Segment Start: DATA TO EXAMINE

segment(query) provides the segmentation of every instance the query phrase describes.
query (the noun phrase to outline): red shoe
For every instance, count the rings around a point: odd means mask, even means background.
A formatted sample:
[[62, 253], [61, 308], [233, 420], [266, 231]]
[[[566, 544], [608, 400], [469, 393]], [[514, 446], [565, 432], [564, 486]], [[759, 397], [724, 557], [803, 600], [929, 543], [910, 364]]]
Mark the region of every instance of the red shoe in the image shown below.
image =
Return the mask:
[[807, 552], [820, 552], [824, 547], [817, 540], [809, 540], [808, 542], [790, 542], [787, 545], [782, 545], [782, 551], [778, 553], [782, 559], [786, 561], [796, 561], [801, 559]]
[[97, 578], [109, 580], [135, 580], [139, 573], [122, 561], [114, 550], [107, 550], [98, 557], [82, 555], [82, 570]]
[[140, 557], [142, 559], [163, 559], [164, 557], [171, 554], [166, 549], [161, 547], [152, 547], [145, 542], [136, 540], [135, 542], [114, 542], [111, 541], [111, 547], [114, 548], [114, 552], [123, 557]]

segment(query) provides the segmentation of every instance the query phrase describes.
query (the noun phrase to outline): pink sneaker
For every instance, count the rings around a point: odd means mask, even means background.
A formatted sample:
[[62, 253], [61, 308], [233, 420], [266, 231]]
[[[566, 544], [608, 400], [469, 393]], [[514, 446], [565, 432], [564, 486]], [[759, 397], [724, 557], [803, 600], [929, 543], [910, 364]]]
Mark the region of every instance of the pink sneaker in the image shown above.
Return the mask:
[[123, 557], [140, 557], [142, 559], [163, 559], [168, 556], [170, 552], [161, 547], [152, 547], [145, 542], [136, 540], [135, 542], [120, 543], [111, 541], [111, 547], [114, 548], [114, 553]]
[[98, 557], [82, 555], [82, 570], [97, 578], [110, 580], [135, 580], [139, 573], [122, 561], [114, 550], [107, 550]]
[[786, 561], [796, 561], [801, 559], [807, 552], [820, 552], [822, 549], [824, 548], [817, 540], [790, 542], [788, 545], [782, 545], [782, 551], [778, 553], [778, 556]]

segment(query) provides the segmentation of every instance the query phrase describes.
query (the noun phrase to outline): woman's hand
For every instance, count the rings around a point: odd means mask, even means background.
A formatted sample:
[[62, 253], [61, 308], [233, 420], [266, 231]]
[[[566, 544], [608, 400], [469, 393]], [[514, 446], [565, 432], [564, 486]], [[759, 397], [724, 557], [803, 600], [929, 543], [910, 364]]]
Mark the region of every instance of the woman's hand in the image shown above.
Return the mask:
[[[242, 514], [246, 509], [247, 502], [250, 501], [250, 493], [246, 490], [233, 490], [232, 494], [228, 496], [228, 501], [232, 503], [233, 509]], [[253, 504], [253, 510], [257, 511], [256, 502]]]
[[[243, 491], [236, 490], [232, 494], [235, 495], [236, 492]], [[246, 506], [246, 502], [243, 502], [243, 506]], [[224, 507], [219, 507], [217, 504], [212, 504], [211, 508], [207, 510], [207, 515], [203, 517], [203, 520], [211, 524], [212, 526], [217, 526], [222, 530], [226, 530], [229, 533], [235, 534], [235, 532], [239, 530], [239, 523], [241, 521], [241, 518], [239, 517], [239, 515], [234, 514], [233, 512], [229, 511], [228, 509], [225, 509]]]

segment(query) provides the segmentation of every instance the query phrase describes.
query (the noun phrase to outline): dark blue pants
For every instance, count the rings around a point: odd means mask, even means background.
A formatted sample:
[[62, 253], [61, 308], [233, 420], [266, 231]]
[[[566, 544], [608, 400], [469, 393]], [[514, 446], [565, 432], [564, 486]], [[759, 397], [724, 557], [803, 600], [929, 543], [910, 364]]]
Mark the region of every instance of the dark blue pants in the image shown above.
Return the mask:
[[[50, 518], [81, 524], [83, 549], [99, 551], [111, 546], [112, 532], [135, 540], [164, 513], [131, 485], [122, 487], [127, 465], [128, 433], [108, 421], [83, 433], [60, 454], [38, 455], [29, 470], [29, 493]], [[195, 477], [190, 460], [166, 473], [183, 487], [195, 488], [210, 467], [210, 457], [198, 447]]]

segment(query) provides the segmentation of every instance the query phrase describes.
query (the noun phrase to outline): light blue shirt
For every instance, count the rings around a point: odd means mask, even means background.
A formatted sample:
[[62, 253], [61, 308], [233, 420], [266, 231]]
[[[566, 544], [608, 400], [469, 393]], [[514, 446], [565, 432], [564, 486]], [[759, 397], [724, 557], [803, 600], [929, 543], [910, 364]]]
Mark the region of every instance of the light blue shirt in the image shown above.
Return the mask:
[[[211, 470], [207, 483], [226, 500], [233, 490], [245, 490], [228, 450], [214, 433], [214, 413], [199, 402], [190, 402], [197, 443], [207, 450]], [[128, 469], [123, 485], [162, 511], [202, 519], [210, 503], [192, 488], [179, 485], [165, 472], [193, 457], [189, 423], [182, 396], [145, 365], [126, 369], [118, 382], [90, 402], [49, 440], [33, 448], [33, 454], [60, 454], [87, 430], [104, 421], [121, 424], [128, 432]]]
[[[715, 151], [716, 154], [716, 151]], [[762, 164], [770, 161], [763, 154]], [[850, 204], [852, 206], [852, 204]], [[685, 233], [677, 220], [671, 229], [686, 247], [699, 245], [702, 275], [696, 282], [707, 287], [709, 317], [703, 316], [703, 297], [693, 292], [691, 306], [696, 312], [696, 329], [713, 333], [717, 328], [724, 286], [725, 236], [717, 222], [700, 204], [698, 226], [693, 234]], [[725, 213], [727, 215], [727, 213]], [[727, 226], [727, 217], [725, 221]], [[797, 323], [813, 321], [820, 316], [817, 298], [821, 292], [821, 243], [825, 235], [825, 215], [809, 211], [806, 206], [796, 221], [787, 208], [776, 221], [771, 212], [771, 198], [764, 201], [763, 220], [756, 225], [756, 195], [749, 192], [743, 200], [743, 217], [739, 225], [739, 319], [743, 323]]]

Segment End: DATA TO EXAMINE
Segment Start: DATA TO EXAMINE

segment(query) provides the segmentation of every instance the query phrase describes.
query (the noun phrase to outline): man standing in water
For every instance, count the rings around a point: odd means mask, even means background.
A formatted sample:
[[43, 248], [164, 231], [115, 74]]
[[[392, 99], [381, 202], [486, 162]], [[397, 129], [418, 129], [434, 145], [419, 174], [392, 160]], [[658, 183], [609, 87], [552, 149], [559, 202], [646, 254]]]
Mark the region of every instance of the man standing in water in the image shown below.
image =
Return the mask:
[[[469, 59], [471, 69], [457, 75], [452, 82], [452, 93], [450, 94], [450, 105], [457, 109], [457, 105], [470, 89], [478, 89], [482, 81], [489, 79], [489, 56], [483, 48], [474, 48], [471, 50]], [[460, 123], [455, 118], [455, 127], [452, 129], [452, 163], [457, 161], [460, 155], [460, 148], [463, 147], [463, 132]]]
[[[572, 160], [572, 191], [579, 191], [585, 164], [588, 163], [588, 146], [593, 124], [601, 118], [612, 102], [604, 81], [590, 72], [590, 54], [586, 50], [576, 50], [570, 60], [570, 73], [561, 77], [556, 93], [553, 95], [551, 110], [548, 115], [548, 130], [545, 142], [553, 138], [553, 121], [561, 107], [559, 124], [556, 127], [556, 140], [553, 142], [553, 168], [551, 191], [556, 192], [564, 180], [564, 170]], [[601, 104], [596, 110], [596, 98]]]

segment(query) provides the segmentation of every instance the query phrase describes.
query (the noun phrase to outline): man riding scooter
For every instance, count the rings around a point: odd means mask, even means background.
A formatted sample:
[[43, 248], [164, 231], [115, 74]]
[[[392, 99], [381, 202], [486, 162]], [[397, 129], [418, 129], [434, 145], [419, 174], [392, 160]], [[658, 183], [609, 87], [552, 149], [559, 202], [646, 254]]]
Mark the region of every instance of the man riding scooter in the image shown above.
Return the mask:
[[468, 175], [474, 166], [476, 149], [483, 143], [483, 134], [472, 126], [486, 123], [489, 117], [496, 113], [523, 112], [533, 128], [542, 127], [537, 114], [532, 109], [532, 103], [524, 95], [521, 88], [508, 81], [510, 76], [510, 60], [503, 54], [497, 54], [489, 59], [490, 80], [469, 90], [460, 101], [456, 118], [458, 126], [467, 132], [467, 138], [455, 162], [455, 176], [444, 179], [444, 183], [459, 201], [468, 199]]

Segment End: DATA TO EXAMINE

[THE PROBLEM]
Filter the lines above, keeping and copying those that contain "shoe".

[ANSWER SECTION]
query (the noun phrase to outline): red shoe
Mark the region of every instance of the red shoe in the image shown below.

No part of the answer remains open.